--- Information provided ---

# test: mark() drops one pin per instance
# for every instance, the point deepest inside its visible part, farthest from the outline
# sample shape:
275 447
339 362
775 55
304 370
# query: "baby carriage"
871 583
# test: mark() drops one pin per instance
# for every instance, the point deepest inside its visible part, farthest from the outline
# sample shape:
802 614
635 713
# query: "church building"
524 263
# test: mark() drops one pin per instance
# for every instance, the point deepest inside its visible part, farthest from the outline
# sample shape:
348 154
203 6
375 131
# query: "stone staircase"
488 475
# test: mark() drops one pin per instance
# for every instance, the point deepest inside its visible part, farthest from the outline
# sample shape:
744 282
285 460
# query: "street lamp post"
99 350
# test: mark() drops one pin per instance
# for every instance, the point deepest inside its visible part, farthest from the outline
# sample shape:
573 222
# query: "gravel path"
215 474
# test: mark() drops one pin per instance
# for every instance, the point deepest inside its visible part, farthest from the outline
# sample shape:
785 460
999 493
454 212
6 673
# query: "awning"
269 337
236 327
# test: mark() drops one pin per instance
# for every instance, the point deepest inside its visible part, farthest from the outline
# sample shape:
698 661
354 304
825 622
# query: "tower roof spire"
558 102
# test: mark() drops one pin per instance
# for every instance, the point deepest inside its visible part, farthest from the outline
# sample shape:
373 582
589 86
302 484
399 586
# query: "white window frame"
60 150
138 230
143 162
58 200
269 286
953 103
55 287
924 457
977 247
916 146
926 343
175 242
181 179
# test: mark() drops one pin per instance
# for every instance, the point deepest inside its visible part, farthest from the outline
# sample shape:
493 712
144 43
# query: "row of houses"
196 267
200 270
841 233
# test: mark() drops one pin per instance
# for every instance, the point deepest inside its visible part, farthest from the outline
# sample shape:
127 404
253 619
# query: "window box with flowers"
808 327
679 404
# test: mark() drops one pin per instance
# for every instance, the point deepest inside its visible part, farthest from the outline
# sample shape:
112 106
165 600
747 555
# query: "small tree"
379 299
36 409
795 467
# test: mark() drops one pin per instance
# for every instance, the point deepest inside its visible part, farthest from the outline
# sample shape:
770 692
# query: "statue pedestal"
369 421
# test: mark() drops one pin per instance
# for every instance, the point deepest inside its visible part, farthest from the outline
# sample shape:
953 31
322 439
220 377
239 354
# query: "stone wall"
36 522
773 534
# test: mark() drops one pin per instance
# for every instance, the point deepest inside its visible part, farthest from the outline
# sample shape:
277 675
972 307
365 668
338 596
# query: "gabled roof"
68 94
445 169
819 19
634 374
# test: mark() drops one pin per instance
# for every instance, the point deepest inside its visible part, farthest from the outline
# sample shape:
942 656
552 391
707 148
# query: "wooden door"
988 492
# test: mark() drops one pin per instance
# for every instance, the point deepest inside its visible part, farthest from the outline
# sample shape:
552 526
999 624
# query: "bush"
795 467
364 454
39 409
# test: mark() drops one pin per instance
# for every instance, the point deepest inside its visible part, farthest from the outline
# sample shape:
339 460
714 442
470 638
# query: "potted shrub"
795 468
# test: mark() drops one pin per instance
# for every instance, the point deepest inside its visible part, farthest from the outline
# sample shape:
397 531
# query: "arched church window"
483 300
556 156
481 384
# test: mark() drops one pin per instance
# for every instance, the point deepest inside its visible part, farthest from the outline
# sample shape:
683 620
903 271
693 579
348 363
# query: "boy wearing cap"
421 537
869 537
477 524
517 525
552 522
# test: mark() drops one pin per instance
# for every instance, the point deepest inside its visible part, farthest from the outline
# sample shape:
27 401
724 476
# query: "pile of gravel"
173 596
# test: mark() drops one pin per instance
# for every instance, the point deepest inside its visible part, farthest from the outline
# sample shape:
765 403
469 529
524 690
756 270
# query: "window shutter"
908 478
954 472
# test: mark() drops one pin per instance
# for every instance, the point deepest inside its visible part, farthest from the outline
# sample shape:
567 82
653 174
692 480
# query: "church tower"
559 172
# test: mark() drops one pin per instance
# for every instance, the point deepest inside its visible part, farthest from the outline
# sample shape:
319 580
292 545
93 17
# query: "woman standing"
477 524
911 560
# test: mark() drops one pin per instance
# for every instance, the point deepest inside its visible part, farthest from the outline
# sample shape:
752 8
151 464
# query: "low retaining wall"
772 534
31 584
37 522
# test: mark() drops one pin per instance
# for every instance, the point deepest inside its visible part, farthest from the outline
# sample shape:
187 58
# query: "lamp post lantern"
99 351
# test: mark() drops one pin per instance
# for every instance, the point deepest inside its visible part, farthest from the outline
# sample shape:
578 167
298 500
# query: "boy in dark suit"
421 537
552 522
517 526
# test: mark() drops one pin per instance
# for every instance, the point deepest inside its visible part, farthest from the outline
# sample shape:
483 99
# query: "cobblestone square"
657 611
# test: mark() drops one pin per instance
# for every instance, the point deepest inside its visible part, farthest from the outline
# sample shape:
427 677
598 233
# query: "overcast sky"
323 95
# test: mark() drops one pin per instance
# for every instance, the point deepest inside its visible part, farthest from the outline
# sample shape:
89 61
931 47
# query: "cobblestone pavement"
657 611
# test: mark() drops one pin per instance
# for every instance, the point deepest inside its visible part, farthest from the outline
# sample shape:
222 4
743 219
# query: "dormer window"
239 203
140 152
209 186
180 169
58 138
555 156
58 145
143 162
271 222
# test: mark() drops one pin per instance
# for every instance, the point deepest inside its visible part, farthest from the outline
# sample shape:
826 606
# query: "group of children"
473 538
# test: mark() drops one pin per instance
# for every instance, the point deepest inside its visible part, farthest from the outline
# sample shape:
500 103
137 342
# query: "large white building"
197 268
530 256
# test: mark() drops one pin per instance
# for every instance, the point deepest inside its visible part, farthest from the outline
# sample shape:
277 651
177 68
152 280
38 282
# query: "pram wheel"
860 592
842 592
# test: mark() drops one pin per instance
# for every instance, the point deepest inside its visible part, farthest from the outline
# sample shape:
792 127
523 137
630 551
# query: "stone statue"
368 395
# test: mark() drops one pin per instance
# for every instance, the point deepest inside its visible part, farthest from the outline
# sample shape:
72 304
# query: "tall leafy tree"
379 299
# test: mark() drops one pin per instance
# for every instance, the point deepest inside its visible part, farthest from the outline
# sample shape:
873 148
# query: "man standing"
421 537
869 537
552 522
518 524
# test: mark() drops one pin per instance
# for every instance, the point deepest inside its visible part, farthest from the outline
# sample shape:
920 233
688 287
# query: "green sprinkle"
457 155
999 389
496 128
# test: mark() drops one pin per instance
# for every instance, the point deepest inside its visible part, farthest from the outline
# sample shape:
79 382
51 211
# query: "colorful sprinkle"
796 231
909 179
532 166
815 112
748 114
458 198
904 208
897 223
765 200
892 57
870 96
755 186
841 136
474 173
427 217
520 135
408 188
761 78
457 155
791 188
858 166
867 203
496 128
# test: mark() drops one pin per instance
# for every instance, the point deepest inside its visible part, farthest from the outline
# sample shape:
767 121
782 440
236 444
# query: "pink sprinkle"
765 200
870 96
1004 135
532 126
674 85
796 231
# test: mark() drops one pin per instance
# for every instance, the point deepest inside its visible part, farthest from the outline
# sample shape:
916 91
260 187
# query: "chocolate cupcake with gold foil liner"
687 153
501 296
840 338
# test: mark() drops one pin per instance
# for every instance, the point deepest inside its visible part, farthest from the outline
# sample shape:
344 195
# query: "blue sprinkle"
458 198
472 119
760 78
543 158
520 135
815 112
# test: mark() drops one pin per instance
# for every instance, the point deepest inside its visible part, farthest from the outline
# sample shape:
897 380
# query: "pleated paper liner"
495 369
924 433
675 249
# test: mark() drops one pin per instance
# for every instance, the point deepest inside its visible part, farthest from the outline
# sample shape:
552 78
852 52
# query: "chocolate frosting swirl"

---

-- Work required --
Every entry is to be printed exactly as given.

-- The answer --
# test: mark() drops one pin per instance
# for every instance, the point deepest inside its visible part, farthest from the outline
# sample shape:
275 447
339 362
775 55
304 370
# query: "baby carriage"
871 583
# test: mark() drops one pin per instance
# for every instance, the point deepest inside its visible part, farthest from the outline
# sample shape:
802 614
635 713
# query: "church building"
524 263
# test: mark() drops one pin per instance
# for every instance, the point deepest inside its visible part, farthest from the outline
# sample shape:
348 154
203 6
375 131
# query: "stone staircase"
488 475
# test: mark() drops one pin per instance
# for every instance, the point deepest inside its visible part, farthest from the outline
# sample shape:
744 282
285 460
# query: "street lamp post"
99 350
# test: mark() drops one pin per instance
# for every instance, the point deepest inside its visible part, farthest from the outline
# sample shape:
573 222
# query: "gravel path"
215 474
# test: mark() drops one pin per instance
# for every instance, the point deepest inside its visible part, farthest from the outline
# sample shape:
785 460
999 493
454 212
6 673
# query: "awning"
269 337
236 327
# test: mark() drops one pin per instance
# for every instance, the point deepest inside its visible part, farthest from the outline
# sample shape:
698 661
354 304
825 622
# query: "tower roof spire"
558 102
# test: mark() drops one pin per instance
# for every instance, the point deepest inside its visible part, farthest from the outline
# sample shape:
373 582
589 86
302 484
399 586
# query: "white window frame"
60 150
138 230
143 162
58 200
269 286
953 103
55 287
924 457
977 247
916 146
926 343
175 242
181 179
# test: mark() drops one pin per instance
# for every instance, the point deepest inside its visible part, farthest from the outline
# sample shape:
493 712
144 43
# query: "row of houses"
196 267
200 270
841 233
# test: mark() drops one pin per instance
# for every instance, the point deepest inside its visible part, farthest from the outline
# sample shape:
127 404
253 619
# query: "window box with flowers"
808 327
679 404
# test: mark() drops one pin per instance
# for every instance, the point deepest inside its visible part, farthest from the outline
# sample shape:
112 106
165 600
747 555
# query: "small tree"
379 299
36 409
795 467
# test: mark() drops one pin per instance
# for every instance, the point deepest inside its visible part, farthest from the outline
# sample shape:
770 692
# query: "statue pedestal"
369 421
# test: mark() drops one pin per instance
# for every instance, the point deepest inside its visible part, farthest from the outline
# sample shape:
953 31
322 439
220 377
239 354
# query: "stone wall"
36 522
773 534
# test: mark() drops one pin per instance
# for every instance, the point deepest inside its visible part, farthest from the outline
# sample shape:
277 675
972 307
365 668
338 596
# query: "gabled roof"
68 94
445 169
819 19
634 374
# test: mark() drops one pin per instance
# for every instance, the point deepest inside its visible part, farthest from the outline
# sample shape:
942 656
552 391
707 148
# query: "wooden door"
988 492
# test: mark() drops one pin per instance
# for every instance, the point deepest inside its visible part, farthest from the outline
# sample shape:
552 526
999 624
# query: "bush"
795 467
364 454
39 409
# test: mark() drops one pin per instance
# for every instance, the point deepest inside its visible part, farthest from the outline
# sample shape:
339 460
714 442
470 638
# query: "potted shrub"
795 468
# test: mark() drops one pin per instance
# for every instance, the point deepest inside its visible part, farthest from the outline
# sample shape:
397 531
# query: "arched church window"
483 300
556 156
481 384
# test: mark() drops one pin per instance
# for every instance, the point deepest inside its visible part, farthest from the outline
# sample shape:
683 620
903 271
693 579
348 363
# query: "boy wearing cap"
421 537
869 537
477 524
517 525
552 522
# test: mark() drops one pin per instance
# for every instance, the point deepest inside its visible part, farthest from the outline
# sample shape:
27 401
724 476
# query: "pile of gravel"
173 596
# test: mark() drops one pin per instance
# for every instance, the point deepest inside its visible part, farthest from the outline
# sample shape:
765 403
469 529
524 690
756 270
# query: "window shutter"
908 478
954 472
# test: mark() drops one pin per instance
# for every instance, the point deepest inside its visible part, farthest from the outline
# sample shape:
567 82
653 174
692 480
# query: "church tower"
559 172
# test: mark() drops one pin per instance
# for every instance, the point deepest inside its visible part, farthest from the outline
# sample shape:
319 580
292 545
93 17
# query: "woman standing"
477 524
911 560
# test: mark() drops one pin per instance
# for every instance, the point deepest inside its visible part, farthest from the outline
# sample shape:
752 8
151 464
# query: "low retaining wall"
772 534
31 584
37 522
# test: mark() drops one pin per instance
# for every instance, the point deepest inside its visible part, farthest from the outline
# sample shape:
187 58
# query: "lamp post lantern"
99 351
# test: mark() drops one pin per instance
# for every instance, the point deepest inside its visible part, farthest from the outline
# sample shape:
578 167
298 500
# query: "boy in dark suit"
421 537
552 522
517 526
# test: mark() drops one pin per instance
# for every instance, the point deepest inside its visible part, farthest from the outline
# sample shape:
483 99
# query: "cobblestone square"
657 611
# test: mark() drops one pin per instance
# for every instance, the point deepest inside its visible part, farthest from the outline
# sample shape:
427 677
598 233
# query: "overcast sky"
323 95
# test: mark() drops one pin per instance
# for every instance, the point deepest inside its visible part, farthest from the outline
# sample shape:
89 61
931 47
# query: "cobblestone pavement"
657 611
# test: mark() drops one pin per instance
# for every instance, the point deepest inside its visible part, farthest from the outline
# sample shape:
222 4
743 219
# query: "dormer window"
239 203
140 152
209 186
180 169
58 138
555 156
58 145
143 162
271 222
# test: mark() drops one pin per instance
# for every instance, the point deepest inside its visible part, farthest from the outline
# sample shape:
826 606
# query: "group of children"
473 538
# test: mark() drops one pin per instance
# for every instance, the point deepest inside its visible part, farthest from the outline
# sample shape:
500 103
137 342
# query: "large white building"
197 268
530 256
# test: mark() drops one pin per instance
# for every instance, the point deepest inside its visible part, farthest from the outline
# sample shape:
277 651
177 68
152 280
38 282
# query: "pram wheel"
860 592
842 592
# test: mark() drops one pin per instance
# for every instance, the point deepest inside its visible part, farthest from the outline
# sample shape:
792 127
523 137
630 551
# query: "stone statue"
368 395
# test: mark() drops one pin per instance
# for every instance, the point deepest inside its visible part, farthest from the outline
# sample shape:
72 304
# query: "tall leafy tree"
379 299
# test: mark() drops one pin per instance
# for every instance, the point deepest inside its visible part, farthest from the outline
# sample shape:
873 148
# query: "man standing"
421 537
869 537
552 522
518 524
# test: mark() drops one pin per instance
# for every instance, the point deepest inside its visible part, farthest from the outline
# sample shape:
920 233
688 287
# query: "green sprinkle"
457 155
999 389
496 128
# test: mark() drops one pin per instance
# for every instance, the point deepest inside its visible part, farthest from the outline
# sample shape:
79 382
51 211
# query: "colorful sprinkle"
796 231
909 179
532 166
815 112
748 114
458 198
904 208
897 223
765 200
892 57
870 96
755 186
841 136
474 173
427 217
520 135
408 188
761 78
457 155
791 188
858 166
867 203
496 128
# test: mark() drops one pin per instance
# for every instance, the point deepest inside its visible part, farthest from the outline
# sample shape:
767 121
782 440
236 444
# query: "pink sprinkle"
765 200
870 96
1004 135
532 126
674 85
796 231
# test: mark() drops one pin per instance
# for every instance, the point deepest inside its visible part, farthest from the outline
# sample shape:
916 91
260 187
# query: "chocolate cupcake with gold foil liner"
687 153
501 296
840 338
# test: mark() drops one pin per instance
# for every instance, the point deepest inside its visible part, farthest from the outline
# sample shape:
344 195
# query: "blue sprinkle"
458 198
472 119
760 78
543 158
520 135
815 112
# test: mark() drops one pin per instance
# for every instance, the point deepest inside its visible part, farthest from the outline
# sample shape:
897 380
# query: "pleated paper liner"
495 369
924 433
675 249
# test: mark() drops one pin per instance
# for every instance, the point deepest inside its visible part, farthest from the outline
# sample shape:
552 78
852 52
# query: "chocolate frosting swirl"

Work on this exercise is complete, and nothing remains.